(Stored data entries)
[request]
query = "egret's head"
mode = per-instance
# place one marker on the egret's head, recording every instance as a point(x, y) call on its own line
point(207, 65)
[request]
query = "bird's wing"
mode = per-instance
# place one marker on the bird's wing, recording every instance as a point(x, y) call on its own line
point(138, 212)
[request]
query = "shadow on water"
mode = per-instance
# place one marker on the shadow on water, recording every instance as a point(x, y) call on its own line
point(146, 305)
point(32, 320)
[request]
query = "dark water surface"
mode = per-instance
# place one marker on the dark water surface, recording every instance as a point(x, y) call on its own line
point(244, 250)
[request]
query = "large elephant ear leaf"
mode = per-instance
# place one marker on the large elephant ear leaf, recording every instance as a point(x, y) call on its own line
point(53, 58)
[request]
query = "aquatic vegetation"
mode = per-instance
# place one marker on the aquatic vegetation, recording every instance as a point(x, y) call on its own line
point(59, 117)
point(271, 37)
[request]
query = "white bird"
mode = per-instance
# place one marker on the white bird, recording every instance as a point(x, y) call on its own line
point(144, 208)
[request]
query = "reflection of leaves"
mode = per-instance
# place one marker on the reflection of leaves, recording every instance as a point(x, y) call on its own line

* [Work order] Please give the data again in full, exactly as written.

* [The completed task]
[request]
query = "egret's head"
mode = per-instance
# place one marker on the egret's head, recording every instance as a point(x, y) call on its own line
point(207, 65)
[request]
query = "bird's wing"
mode = per-instance
# place one marker on the bird's wing, recording every instance as a point(x, y) call on its own line
point(138, 212)
[request]
query = "shadow on water"
mode = per-instance
# place one marker on the shadow on water, recording every instance as a point(x, y) call on its own line
point(146, 305)
point(32, 320)
[request]
query = "dark water surface"
mode = per-instance
# place one marker on the dark water surface, recording every instance as a point(x, y) call on its own line
point(244, 250)
[request]
query = "large elephant ear leaf"
mode = per-instance
# place one marker on the large elephant ear leaf, recording every instance as a point(x, y) call on its own line
point(53, 58)
[request]
query = "aquatic vegetation"
mode = per-instance
# place one marker on the aquatic vegetation, recording every instance as a point(x, y) call on its own line
point(59, 117)
point(271, 37)
[request]
query = "white bird"
mode = per-instance
# place one marker on the white bird, recording every instance as a point(x, y) call on its own line
point(144, 208)
[request]
query = "reflection of leaves"
mode = per-instance
# place one marker on the reflection of leaves, recording every instance as a point(x, y) call on its own line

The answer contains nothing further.